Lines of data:
-- Begin --

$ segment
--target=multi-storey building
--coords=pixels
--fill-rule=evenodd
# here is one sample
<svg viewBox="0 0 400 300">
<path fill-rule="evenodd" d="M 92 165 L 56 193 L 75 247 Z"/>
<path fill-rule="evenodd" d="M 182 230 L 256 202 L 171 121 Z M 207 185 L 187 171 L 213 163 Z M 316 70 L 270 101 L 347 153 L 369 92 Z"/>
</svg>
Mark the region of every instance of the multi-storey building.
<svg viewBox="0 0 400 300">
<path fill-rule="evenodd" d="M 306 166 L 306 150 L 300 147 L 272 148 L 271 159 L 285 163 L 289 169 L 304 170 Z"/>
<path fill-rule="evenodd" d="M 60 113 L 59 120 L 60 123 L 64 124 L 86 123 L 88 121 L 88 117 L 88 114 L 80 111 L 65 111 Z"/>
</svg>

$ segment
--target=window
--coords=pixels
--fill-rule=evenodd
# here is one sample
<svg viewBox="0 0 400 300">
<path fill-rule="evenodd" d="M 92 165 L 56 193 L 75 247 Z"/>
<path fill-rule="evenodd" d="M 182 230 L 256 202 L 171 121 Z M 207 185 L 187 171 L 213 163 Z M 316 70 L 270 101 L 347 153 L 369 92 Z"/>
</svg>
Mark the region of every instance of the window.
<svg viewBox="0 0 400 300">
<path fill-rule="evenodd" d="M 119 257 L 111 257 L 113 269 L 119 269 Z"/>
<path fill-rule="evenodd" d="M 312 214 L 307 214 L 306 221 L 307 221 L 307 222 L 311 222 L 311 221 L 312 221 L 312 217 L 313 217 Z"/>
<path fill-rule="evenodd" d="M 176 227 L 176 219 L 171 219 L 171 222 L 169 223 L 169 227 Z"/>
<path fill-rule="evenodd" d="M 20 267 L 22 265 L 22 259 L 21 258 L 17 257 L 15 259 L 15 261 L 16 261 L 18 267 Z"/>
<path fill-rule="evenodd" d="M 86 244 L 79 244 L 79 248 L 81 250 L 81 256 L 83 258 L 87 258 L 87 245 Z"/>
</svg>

-- End --

• **WHAT IS EXPECTED**
Pull out each line in the entries above that contains the string "target", matching its case exactly.

• **REPLY TO THE EXERCISE**
--target=multi-storey building
--target=window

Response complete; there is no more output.